++++ Data excerpts
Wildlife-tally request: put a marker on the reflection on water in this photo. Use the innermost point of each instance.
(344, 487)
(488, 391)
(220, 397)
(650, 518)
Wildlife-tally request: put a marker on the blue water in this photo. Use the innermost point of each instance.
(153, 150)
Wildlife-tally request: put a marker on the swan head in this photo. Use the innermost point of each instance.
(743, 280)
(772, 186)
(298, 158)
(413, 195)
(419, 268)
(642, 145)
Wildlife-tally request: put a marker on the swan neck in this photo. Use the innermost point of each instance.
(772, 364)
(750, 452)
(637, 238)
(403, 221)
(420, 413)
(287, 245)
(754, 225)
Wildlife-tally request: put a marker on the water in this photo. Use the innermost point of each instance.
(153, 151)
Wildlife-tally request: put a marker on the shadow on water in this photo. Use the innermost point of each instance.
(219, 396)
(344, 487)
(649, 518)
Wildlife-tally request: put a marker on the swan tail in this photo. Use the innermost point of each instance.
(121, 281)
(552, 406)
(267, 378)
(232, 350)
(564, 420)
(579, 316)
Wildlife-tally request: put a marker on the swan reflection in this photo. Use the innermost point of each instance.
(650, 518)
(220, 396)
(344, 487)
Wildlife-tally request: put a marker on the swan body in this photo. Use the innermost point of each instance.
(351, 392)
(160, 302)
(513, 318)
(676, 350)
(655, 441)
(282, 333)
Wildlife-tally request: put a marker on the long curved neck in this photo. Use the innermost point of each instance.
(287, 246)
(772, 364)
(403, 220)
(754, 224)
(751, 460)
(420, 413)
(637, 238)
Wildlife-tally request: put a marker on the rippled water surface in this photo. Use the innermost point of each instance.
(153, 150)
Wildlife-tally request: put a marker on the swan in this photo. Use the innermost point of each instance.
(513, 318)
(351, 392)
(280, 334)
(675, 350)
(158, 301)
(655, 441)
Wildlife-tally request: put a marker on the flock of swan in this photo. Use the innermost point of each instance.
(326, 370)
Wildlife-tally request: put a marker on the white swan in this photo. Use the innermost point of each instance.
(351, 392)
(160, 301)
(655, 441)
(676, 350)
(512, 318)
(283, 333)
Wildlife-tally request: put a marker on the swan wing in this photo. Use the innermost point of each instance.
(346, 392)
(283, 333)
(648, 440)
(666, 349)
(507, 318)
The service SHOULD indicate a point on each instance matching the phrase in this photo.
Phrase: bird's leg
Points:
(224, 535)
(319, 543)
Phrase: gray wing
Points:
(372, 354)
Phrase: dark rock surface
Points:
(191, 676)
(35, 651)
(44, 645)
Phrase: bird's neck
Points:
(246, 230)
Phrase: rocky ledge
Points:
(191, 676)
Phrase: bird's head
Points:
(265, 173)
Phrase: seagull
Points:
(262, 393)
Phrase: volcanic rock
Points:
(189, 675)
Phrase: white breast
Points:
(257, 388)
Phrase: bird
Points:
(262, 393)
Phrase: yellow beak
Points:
++++++++
### Problem details
Convert every line of the records above into a single numbered list, omitting any blank lines.

### Correct response
1. Wildlife-tally request: put a marker on the reflection on water in this photo. Use the innermost point of each instance.
2. (344, 487)
3. (488, 391)
4. (220, 397)
5. (650, 518)
6. Wildlife-tally request: put a marker on the blue water in this photo. Use the innermost point of each instance.
7. (153, 150)
8. Wildlife-tally request: put a marker on the swan head in this photo. Use the innermost point of each instance.
9. (743, 280)
10. (772, 186)
11. (298, 158)
12. (413, 195)
13. (419, 268)
14. (642, 145)
15. Wildlife-tally request: put a marker on the swan neck in this photo. Use the innermost point of each instance.
16. (772, 364)
17. (750, 452)
18. (637, 238)
19. (403, 221)
20. (420, 413)
21. (287, 245)
22. (754, 225)
23. Wildlife-tally request: put a marker on the water in this photo. Use the innermost point of each instance.
24. (153, 151)
25. Wildlife-tally request: put a marker on the shadow on water in this photo. Use the innermost point of each instance.
26. (219, 396)
27. (344, 487)
28. (649, 518)
29. Wildlife-tally request: put a marker on the swan tail in this photo. Use the innermost point of each instance.
30. (121, 281)
31. (552, 406)
32. (267, 378)
33. (232, 350)
34. (564, 420)
35. (579, 316)
36. Wildlife-tally request: put a marker on the swan reflection in this photo. Use the innermost point of each instance.
37. (650, 518)
38. (220, 396)
39. (344, 487)
40. Wildlife-tally request: put a marker on the swan body in this photo. Use the innermost point of each instance.
41. (351, 392)
42. (160, 302)
43. (513, 318)
44. (676, 350)
45. (655, 441)
46. (282, 333)
47. Wildlife-tally request: put a marker on the long curved neck in this photo. Use the innermost point of each instance.
48. (287, 246)
49. (772, 364)
50. (403, 220)
51. (754, 224)
52. (751, 460)
53. (420, 413)
54. (637, 238)
55. Wildlife-tally request: put a marker on the rippled water surface in this photo. Use the innermost point of each instance.
56. (153, 150)
57. Wildlife-tally request: put a marker on the swan in this photo. Use the innermost point of each instance.
58. (513, 318)
59. (351, 392)
60. (280, 334)
61. (675, 350)
62. (158, 301)
63. (655, 441)
64. Wildlife-tally request: put a marker on the flock of swan in this photo. Use the innermost point of each instance.
65. (326, 370)
66. Wildlife-tally request: put a marker on the white swan in this photo. Use the innermost point of each instance.
67. (351, 392)
68. (160, 301)
69. (655, 441)
70. (676, 350)
71. (512, 318)
72. (283, 333)
73. Wildlife-tally request: put a marker on the swan wing in this photo. Use the innermost point of each instance.
74. (346, 392)
75. (283, 333)
76. (648, 440)
77. (666, 349)
78. (507, 318)
79. The service SHOULD indicate a point on each instance matching the phrase in this photo.
80. Phrase: bird's leg
81. Points:
82. (224, 535)
83. (319, 543)
84. Phrase: gray wing
85. Points:
86. (372, 354)
87. Phrase: dark rock surface
88. Points:
89. (191, 676)
90. (35, 651)
91. (44, 645)
92. Phrase: bird's neck
93. Points:
94. (246, 230)
95. Phrase: rocky ledge
96. Points:
97. (191, 676)
98. Phrase: bird's head
99. Points:
100. (265, 173)
101. Phrase: seagull
102. Points:
103. (262, 393)
104. Phrase: volcanic rock
105. Points:
106. (189, 675)
107. Phrase: white breast
108. Points:
109. (257, 388)
110. Phrase: bird
111. Points:
112. (262, 393)
113. Phrase: yellow beak
114. Points:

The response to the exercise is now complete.